#### Problem to work on:
Tally the lines of the listing below that contain the string "green" and reply with the count alone.

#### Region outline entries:
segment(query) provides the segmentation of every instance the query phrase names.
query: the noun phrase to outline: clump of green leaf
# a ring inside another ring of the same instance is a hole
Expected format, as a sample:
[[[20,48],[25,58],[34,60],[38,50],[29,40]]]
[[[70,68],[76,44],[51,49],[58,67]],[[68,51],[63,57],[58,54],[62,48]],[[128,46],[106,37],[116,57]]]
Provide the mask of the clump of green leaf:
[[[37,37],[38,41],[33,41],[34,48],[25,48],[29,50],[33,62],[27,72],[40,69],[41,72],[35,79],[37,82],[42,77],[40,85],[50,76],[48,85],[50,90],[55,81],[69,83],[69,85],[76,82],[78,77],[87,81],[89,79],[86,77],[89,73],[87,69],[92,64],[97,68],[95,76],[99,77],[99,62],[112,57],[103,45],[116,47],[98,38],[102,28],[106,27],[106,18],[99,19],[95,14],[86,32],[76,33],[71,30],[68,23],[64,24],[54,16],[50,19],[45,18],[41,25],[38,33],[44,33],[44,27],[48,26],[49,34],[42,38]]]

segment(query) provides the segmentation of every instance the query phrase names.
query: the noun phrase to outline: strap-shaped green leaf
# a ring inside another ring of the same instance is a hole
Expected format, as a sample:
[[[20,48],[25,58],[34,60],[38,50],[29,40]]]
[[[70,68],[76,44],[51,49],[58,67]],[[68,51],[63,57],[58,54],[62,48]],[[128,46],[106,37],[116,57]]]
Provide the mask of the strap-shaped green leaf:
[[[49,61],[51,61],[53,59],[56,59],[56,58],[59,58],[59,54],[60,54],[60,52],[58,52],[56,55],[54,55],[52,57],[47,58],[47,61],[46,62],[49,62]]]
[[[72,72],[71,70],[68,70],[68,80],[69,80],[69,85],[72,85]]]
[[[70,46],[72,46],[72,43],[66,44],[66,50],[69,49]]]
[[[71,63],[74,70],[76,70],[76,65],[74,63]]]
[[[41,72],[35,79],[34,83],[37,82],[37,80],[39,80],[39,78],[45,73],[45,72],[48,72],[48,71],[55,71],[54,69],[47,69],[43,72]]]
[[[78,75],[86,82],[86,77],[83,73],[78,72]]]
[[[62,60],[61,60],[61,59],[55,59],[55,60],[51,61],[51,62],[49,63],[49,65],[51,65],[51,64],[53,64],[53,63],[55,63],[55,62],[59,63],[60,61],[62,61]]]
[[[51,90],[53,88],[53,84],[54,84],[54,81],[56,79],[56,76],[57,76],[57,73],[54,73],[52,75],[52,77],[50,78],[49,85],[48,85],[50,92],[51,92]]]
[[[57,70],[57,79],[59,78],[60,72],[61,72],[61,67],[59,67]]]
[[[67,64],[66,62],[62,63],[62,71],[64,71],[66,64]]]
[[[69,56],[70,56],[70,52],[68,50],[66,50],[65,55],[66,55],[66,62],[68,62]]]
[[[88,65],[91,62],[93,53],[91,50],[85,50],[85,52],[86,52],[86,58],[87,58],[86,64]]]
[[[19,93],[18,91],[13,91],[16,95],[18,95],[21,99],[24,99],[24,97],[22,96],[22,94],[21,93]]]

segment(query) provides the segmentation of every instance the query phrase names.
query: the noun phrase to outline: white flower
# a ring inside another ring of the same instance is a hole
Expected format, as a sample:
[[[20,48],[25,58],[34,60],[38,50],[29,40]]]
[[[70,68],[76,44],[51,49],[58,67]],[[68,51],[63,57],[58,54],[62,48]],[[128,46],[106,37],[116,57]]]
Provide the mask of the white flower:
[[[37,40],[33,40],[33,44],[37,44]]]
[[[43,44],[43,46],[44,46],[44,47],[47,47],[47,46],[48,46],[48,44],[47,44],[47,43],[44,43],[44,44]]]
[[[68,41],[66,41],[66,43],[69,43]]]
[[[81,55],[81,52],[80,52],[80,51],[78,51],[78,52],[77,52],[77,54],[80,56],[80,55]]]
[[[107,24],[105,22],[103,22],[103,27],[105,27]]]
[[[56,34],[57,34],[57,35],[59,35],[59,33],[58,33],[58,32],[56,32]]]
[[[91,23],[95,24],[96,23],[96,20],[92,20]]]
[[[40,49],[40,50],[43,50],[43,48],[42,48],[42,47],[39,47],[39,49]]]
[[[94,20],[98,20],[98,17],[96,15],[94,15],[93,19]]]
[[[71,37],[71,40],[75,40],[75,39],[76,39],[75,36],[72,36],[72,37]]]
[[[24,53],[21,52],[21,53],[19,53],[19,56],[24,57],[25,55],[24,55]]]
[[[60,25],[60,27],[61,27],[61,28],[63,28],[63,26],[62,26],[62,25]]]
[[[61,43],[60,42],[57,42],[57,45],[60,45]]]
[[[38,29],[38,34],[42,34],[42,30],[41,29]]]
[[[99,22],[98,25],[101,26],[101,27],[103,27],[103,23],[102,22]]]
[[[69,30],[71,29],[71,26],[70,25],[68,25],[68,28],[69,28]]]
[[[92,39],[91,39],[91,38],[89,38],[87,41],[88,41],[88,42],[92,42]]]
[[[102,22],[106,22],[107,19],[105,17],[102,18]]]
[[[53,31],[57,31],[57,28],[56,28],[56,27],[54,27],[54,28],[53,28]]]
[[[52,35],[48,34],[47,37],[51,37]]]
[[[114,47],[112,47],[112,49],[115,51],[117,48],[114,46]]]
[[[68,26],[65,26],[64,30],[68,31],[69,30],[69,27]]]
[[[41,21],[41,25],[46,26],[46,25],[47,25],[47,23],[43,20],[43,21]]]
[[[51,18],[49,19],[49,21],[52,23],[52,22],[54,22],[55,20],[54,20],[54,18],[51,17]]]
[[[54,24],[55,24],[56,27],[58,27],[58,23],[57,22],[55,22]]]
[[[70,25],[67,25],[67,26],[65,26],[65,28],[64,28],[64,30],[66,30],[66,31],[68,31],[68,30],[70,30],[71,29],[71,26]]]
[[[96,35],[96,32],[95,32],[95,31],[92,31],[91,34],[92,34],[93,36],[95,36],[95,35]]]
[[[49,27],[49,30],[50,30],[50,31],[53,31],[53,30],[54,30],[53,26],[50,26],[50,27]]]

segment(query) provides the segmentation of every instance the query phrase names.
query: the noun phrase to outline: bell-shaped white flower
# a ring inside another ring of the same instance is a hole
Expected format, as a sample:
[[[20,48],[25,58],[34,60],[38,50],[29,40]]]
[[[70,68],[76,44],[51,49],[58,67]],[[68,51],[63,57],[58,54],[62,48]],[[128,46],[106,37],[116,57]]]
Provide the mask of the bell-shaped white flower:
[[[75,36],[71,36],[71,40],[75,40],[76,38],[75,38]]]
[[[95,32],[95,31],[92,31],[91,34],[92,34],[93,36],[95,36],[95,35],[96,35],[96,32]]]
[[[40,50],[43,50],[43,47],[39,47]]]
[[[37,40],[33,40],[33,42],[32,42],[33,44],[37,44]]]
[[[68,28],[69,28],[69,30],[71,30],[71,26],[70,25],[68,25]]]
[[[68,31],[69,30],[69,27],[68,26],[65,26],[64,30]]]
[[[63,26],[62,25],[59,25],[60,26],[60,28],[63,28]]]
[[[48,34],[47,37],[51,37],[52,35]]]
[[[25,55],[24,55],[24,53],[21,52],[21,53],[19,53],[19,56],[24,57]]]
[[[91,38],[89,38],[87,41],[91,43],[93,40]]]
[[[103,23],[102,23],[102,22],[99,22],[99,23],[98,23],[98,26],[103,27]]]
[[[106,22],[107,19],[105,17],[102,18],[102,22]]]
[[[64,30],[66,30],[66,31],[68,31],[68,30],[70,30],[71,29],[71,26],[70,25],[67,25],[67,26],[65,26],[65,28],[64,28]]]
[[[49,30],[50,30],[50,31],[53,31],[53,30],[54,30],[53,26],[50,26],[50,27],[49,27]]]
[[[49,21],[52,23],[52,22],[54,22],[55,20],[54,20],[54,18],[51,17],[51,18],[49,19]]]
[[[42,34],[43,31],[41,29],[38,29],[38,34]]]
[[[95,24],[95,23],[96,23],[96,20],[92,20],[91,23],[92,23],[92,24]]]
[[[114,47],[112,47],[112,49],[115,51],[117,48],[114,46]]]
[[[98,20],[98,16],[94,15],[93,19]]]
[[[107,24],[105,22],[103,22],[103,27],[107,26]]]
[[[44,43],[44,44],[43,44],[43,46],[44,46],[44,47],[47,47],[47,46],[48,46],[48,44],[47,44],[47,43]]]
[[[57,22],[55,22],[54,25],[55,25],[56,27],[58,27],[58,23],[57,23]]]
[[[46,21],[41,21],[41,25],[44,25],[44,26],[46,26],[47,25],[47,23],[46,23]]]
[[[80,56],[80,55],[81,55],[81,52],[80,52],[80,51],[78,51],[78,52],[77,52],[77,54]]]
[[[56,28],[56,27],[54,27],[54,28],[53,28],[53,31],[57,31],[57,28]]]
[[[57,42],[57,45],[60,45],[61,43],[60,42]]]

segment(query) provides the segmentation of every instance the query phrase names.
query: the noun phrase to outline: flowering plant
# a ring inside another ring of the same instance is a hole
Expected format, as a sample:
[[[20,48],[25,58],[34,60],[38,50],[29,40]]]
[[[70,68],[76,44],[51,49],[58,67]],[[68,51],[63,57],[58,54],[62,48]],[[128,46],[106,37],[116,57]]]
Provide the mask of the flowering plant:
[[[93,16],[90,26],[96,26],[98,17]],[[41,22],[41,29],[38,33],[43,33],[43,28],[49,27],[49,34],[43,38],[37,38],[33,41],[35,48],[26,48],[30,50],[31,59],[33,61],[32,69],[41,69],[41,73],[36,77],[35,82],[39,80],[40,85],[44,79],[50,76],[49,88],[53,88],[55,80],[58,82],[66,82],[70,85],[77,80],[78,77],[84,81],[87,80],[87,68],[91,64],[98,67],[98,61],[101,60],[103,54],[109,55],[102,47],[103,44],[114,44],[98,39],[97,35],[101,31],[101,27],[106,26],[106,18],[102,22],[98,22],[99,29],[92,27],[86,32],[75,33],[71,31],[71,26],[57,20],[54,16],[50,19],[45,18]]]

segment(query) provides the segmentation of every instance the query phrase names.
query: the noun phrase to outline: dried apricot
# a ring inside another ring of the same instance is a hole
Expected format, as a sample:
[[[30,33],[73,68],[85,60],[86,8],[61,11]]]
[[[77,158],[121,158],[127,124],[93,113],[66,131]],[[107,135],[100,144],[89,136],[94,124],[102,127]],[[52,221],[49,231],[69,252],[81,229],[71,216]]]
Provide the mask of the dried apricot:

#### Expected answer:
4